**DO THIS**
Rewrite the rows starting at the beginning and ending at the line containing "left=497, top=196, right=569, bottom=275", substituting "image" for "photo" and changing nothing else. Leave the pictures out of the result.

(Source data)
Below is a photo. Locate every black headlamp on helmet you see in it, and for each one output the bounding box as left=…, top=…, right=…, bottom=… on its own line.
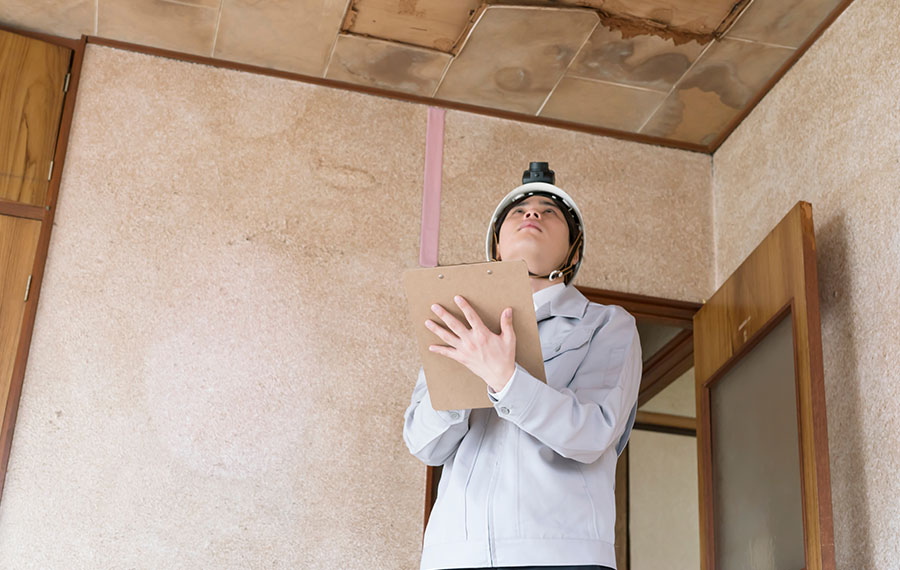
left=485, top=162, right=584, bottom=284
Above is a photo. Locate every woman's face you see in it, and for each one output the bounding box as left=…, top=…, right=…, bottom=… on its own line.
left=497, top=196, right=569, bottom=275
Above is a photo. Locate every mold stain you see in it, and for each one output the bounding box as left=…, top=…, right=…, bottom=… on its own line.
left=494, top=67, right=531, bottom=91
left=680, top=63, right=754, bottom=109
left=584, top=40, right=691, bottom=85
left=341, top=50, right=434, bottom=93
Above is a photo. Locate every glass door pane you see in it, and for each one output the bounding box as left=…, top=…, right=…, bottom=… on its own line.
left=710, top=314, right=806, bottom=570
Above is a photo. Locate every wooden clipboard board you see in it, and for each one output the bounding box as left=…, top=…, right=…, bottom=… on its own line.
left=403, top=261, right=547, bottom=410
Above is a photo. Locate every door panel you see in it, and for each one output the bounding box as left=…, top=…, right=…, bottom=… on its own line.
left=710, top=315, right=806, bottom=568
left=0, top=30, right=72, bottom=206
left=0, top=216, right=41, bottom=435
left=694, top=202, right=834, bottom=570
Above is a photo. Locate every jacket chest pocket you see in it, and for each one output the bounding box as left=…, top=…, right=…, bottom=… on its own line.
left=541, top=327, right=594, bottom=388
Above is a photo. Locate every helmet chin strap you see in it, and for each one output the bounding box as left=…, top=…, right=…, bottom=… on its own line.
left=494, top=232, right=581, bottom=281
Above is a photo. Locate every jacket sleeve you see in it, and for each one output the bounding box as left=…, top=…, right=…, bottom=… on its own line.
left=403, top=370, right=471, bottom=465
left=494, top=307, right=642, bottom=463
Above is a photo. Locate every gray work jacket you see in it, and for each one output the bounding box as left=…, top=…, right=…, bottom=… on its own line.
left=403, top=285, right=641, bottom=570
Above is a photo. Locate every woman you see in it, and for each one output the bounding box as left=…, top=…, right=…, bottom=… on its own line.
left=403, top=162, right=641, bottom=570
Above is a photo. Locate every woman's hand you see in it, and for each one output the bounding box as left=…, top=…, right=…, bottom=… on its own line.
left=425, top=296, right=516, bottom=392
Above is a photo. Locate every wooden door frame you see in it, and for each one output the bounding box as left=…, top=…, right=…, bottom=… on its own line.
left=694, top=202, right=835, bottom=570
left=0, top=24, right=87, bottom=500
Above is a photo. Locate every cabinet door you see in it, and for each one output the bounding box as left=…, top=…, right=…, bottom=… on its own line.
left=0, top=30, right=72, bottom=206
left=0, top=216, right=41, bottom=444
left=694, top=202, right=834, bottom=570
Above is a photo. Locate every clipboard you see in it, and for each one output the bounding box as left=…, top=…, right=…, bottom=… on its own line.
left=403, top=261, right=547, bottom=410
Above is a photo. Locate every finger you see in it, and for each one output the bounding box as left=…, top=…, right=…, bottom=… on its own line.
left=500, top=307, right=516, bottom=340
left=425, top=320, right=459, bottom=348
left=431, top=304, right=469, bottom=338
left=453, top=295, right=487, bottom=329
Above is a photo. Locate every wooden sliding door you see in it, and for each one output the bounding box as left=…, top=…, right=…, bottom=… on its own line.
left=0, top=25, right=84, bottom=496
left=0, top=30, right=72, bottom=206
left=694, top=202, right=835, bottom=570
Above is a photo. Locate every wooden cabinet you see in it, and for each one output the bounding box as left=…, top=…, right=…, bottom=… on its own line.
left=0, top=31, right=72, bottom=206
left=0, top=216, right=41, bottom=425
left=0, top=28, right=78, bottom=496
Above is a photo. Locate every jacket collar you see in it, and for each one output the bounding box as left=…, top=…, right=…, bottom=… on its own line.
left=535, top=283, right=588, bottom=321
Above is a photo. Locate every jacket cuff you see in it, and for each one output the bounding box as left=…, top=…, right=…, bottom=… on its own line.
left=488, top=370, right=517, bottom=402
left=494, top=364, right=543, bottom=422
left=419, top=393, right=471, bottom=428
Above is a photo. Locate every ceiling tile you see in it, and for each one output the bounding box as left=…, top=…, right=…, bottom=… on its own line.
left=97, top=0, right=218, bottom=56
left=558, top=0, right=748, bottom=35
left=540, top=76, right=666, bottom=132
left=568, top=24, right=704, bottom=92
left=641, top=39, right=794, bottom=145
left=728, top=0, right=841, bottom=48
left=437, top=6, right=599, bottom=114
left=215, top=0, right=347, bottom=76
left=325, top=34, right=451, bottom=97
left=0, top=0, right=96, bottom=38
left=343, top=0, right=482, bottom=53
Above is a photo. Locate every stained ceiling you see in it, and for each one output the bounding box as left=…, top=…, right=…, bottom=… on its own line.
left=0, top=0, right=849, bottom=152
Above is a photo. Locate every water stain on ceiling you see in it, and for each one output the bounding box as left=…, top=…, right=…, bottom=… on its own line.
left=0, top=0, right=851, bottom=151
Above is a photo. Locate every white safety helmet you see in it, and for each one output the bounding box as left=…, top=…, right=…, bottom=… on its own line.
left=484, top=162, right=584, bottom=284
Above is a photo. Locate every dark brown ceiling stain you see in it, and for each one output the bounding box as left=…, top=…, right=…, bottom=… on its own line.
left=397, top=0, right=423, bottom=16
left=486, top=0, right=751, bottom=45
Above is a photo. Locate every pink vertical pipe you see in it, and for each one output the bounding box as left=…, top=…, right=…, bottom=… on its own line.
left=419, top=107, right=444, bottom=267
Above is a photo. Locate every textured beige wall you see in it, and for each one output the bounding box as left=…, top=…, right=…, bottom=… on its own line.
left=713, top=0, right=900, bottom=570
left=0, top=46, right=712, bottom=570
left=0, top=47, right=426, bottom=570
left=440, top=111, right=713, bottom=301
left=628, top=430, right=700, bottom=570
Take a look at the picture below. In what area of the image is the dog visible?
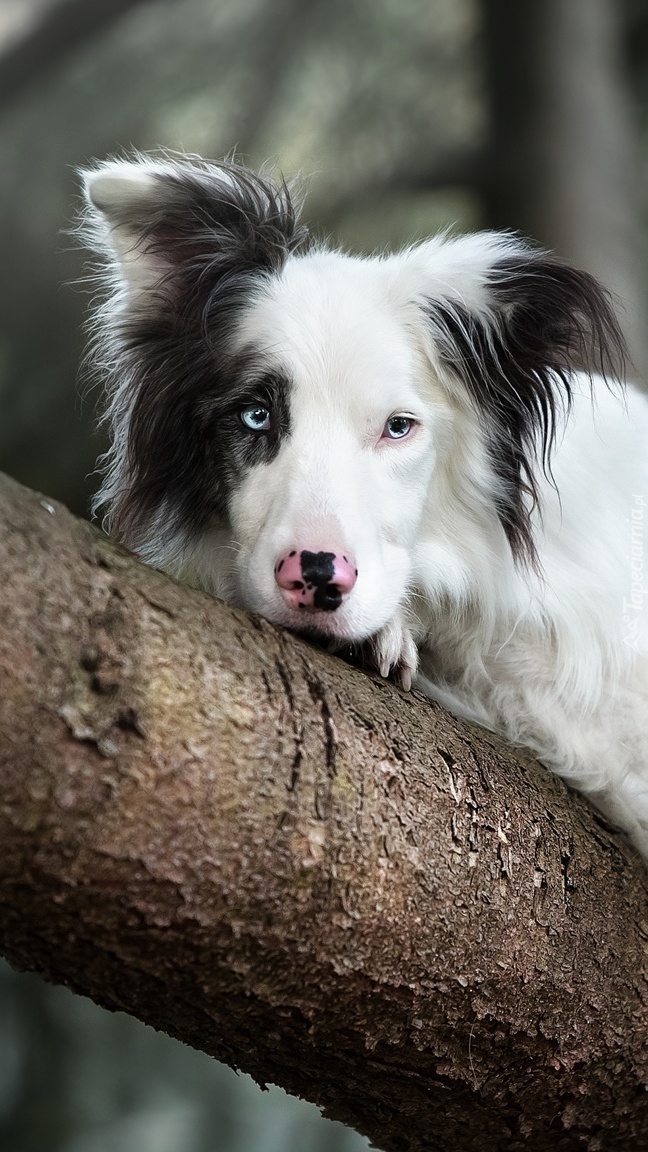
[82,154,648,857]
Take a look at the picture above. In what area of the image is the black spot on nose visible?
[300,552,342,612]
[300,552,336,585]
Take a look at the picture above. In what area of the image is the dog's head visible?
[84,158,621,639]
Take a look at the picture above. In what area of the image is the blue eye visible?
[383,416,416,440]
[239,404,270,432]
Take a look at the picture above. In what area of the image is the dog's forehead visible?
[229,252,417,399]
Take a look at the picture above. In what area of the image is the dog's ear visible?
[81,157,306,309]
[409,233,625,563]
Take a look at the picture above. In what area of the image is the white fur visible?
[186,243,648,856]
[81,161,648,857]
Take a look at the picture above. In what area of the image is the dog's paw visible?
[369,614,419,692]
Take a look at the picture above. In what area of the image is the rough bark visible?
[0,470,648,1152]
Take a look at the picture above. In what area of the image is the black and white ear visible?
[81,156,306,305]
[410,233,625,563]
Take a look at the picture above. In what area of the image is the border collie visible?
[83,154,648,857]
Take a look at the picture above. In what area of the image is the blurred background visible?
[0,0,648,1152]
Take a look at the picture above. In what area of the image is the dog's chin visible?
[253,608,378,651]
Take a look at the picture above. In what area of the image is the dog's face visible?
[85,159,616,654]
[219,252,447,639]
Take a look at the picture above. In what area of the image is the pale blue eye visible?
[239,404,270,432]
[383,416,414,440]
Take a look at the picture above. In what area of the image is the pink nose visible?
[274,548,357,612]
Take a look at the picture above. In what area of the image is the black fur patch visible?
[89,165,306,547]
[429,251,625,564]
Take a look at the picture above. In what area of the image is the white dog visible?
[79,156,648,856]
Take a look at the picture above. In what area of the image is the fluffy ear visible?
[81,156,306,557]
[81,154,306,305]
[412,233,625,563]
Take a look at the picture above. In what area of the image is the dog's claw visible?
[371,614,419,692]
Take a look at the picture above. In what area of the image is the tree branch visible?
[0,470,648,1152]
[0,0,153,112]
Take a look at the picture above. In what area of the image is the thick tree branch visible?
[0,470,648,1152]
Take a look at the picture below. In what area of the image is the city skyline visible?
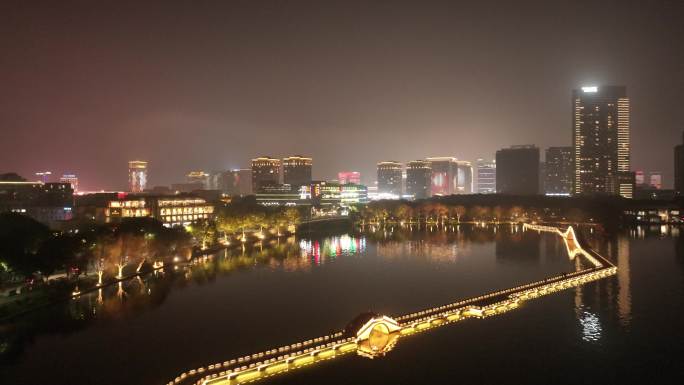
[0,2,684,190]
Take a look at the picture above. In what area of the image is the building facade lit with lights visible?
[406,160,432,199]
[311,181,368,206]
[496,145,539,195]
[426,156,458,196]
[674,135,684,195]
[128,160,148,193]
[572,86,635,198]
[256,183,311,207]
[0,180,74,228]
[544,147,574,196]
[283,155,312,187]
[337,171,361,184]
[101,193,214,227]
[59,174,78,193]
[454,160,473,194]
[252,156,282,192]
[185,171,210,189]
[476,159,496,194]
[378,161,402,197]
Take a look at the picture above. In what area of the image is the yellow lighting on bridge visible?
[167,224,617,385]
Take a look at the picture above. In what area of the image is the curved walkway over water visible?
[168,224,617,385]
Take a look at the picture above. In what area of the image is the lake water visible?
[0,226,684,385]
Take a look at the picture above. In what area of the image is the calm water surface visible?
[0,226,684,384]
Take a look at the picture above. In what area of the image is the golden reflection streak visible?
[168,224,617,385]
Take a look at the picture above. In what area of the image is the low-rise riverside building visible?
[0,181,74,228]
[76,193,215,227]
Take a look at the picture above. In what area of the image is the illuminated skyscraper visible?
[337,171,361,184]
[476,159,496,194]
[185,171,209,189]
[406,160,432,199]
[128,160,147,193]
[496,145,539,195]
[59,174,78,192]
[454,160,473,194]
[544,147,574,195]
[426,156,458,196]
[252,156,281,192]
[378,161,402,196]
[648,171,663,190]
[36,171,52,183]
[572,86,634,198]
[283,156,311,188]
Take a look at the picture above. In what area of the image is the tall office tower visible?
[238,168,254,195]
[634,170,646,187]
[476,159,496,194]
[283,155,311,188]
[496,145,539,195]
[378,161,402,196]
[426,156,458,196]
[406,160,432,199]
[185,171,211,190]
[252,156,281,193]
[337,171,361,184]
[36,171,52,183]
[59,174,78,192]
[648,171,663,190]
[572,86,634,198]
[454,160,473,194]
[675,134,684,194]
[128,160,147,193]
[544,147,574,195]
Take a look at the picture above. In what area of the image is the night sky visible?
[0,0,684,189]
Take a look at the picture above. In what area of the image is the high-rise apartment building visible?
[476,159,496,194]
[426,156,458,196]
[36,171,52,183]
[496,145,539,195]
[252,156,281,192]
[572,86,634,198]
[378,161,402,196]
[337,171,361,184]
[648,171,663,190]
[674,134,684,194]
[185,171,211,190]
[59,174,78,192]
[128,160,147,193]
[283,156,312,188]
[406,160,432,199]
[544,147,574,195]
[454,160,473,194]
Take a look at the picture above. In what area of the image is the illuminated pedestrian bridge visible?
[168,224,617,385]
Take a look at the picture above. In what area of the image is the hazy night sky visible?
[0,0,684,189]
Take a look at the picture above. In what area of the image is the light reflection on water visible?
[579,310,601,342]
[0,225,684,385]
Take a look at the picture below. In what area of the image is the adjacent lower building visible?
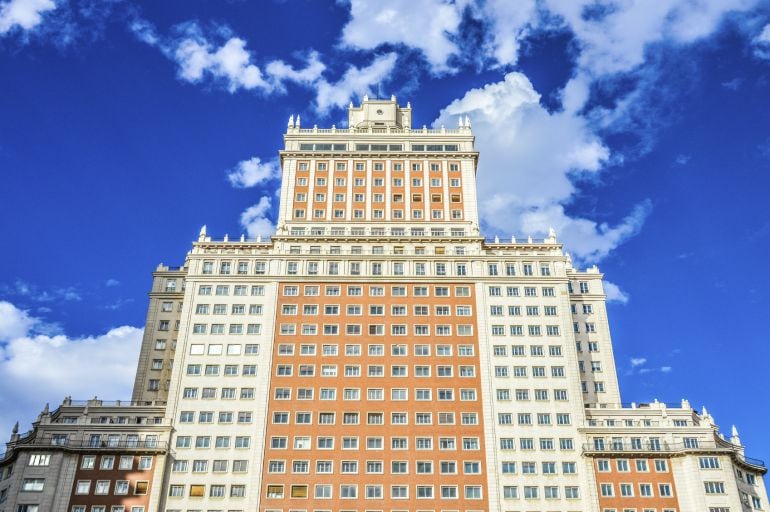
[0,98,768,512]
[0,398,171,512]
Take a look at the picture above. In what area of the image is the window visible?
[703,482,725,494]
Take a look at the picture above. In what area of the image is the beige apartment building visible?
[0,98,768,512]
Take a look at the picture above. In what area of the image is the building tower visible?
[0,97,768,512]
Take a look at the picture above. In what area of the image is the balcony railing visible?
[10,436,168,452]
[583,441,766,470]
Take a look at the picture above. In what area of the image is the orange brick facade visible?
[260,283,487,510]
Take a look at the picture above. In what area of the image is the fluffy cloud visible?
[602,280,631,304]
[434,73,650,261]
[342,0,467,73]
[130,18,397,113]
[753,23,770,59]
[227,156,281,188]
[0,302,142,436]
[0,0,56,36]
[241,196,275,238]
[316,53,397,113]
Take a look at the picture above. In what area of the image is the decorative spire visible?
[730,425,741,446]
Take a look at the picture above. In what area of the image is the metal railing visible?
[14,436,168,452]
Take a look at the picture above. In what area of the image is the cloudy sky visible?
[0,0,770,458]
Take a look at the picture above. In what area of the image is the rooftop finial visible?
[730,425,741,446]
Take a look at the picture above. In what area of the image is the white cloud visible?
[315,53,397,113]
[482,0,537,64]
[0,302,142,436]
[241,196,275,238]
[130,18,398,113]
[342,0,460,73]
[0,0,56,36]
[0,279,83,302]
[0,301,39,343]
[265,52,326,91]
[227,156,281,188]
[434,73,650,261]
[752,23,770,59]
[602,280,631,304]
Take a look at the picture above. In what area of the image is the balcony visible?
[583,441,767,473]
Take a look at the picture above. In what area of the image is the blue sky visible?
[0,0,770,458]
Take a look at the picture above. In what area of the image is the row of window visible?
[168,484,246,498]
[596,459,668,473]
[195,304,263,315]
[294,191,462,203]
[489,324,561,336]
[495,366,567,378]
[79,454,152,471]
[269,434,479,451]
[185,364,257,376]
[265,484,483,500]
[171,459,249,473]
[281,302,474,316]
[278,343,476,357]
[75,480,150,496]
[495,388,567,402]
[292,206,463,220]
[267,459,481,475]
[71,505,144,512]
[274,388,477,402]
[297,159,460,172]
[497,412,572,426]
[599,483,668,498]
[272,364,474,378]
[492,345,563,357]
[179,411,254,424]
[182,387,254,400]
[503,485,580,500]
[276,323,472,336]
[190,343,259,356]
[192,323,262,335]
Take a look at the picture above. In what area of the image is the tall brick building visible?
[0,98,768,512]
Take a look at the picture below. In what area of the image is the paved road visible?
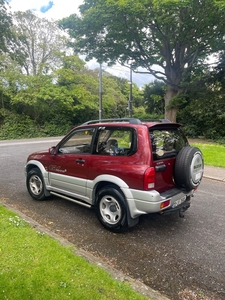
[0,139,225,300]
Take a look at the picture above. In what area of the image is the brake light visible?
[144,167,155,191]
[160,200,170,209]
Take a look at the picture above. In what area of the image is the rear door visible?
[150,124,188,192]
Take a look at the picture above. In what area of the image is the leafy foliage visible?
[59,0,225,121]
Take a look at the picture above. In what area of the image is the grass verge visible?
[191,143,225,168]
[0,205,146,300]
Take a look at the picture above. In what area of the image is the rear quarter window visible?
[150,128,188,160]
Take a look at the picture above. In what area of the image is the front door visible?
[48,129,94,198]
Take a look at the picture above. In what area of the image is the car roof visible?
[79,118,180,127]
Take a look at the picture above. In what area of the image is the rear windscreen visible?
[150,128,188,160]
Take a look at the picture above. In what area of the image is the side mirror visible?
[48,146,56,155]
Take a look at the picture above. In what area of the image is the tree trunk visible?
[164,84,181,122]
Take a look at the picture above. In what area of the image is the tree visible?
[10,11,68,76]
[0,0,12,52]
[59,0,225,121]
[143,80,165,115]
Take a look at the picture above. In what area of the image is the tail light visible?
[144,167,155,191]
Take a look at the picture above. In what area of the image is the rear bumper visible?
[124,188,194,218]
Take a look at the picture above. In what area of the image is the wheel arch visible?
[89,175,139,227]
[25,160,50,197]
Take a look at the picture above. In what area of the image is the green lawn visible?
[0,205,146,300]
[191,143,225,168]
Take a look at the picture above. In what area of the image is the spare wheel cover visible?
[174,146,204,190]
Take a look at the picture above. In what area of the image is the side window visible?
[150,129,187,160]
[96,127,134,156]
[59,129,94,154]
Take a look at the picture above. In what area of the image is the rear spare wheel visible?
[174,146,204,190]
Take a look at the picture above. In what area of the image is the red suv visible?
[25,118,204,232]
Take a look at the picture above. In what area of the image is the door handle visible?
[155,164,166,172]
[76,158,85,164]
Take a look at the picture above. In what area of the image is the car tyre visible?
[95,185,128,233]
[26,168,45,200]
[174,146,204,190]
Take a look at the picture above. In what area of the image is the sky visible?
[7,0,154,87]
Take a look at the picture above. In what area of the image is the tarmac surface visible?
[203,166,225,182]
[3,165,225,300]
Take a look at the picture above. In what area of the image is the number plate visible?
[172,196,186,208]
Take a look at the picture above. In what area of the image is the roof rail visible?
[82,118,142,126]
[142,119,171,123]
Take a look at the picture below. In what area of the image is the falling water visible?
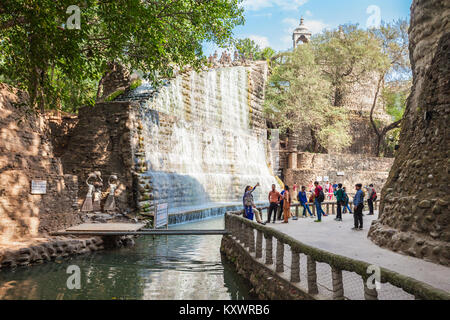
[125,66,276,210]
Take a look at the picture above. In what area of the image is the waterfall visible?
[128,66,277,211]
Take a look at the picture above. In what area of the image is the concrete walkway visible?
[266,210,450,292]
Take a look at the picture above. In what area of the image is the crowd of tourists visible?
[243,181,377,230]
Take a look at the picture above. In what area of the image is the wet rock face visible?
[369,0,450,265]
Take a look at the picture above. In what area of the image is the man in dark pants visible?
[266,184,281,223]
[352,183,364,230]
[277,190,285,220]
[367,184,376,216]
[334,183,344,221]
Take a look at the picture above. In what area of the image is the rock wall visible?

**RESULT FOR THIS EXERCISE**
Below is a image. Locate every black headlamp on helmet you see in it, and for each one output the bounding box as left=…, top=…, right=…, bottom=… on its own line.
left=485, top=162, right=584, bottom=284
Above is a image. Locate every woman's face you see in it, and for each one output the bounding box as left=…, top=…, right=…, bottom=… on its own line.
left=497, top=196, right=569, bottom=275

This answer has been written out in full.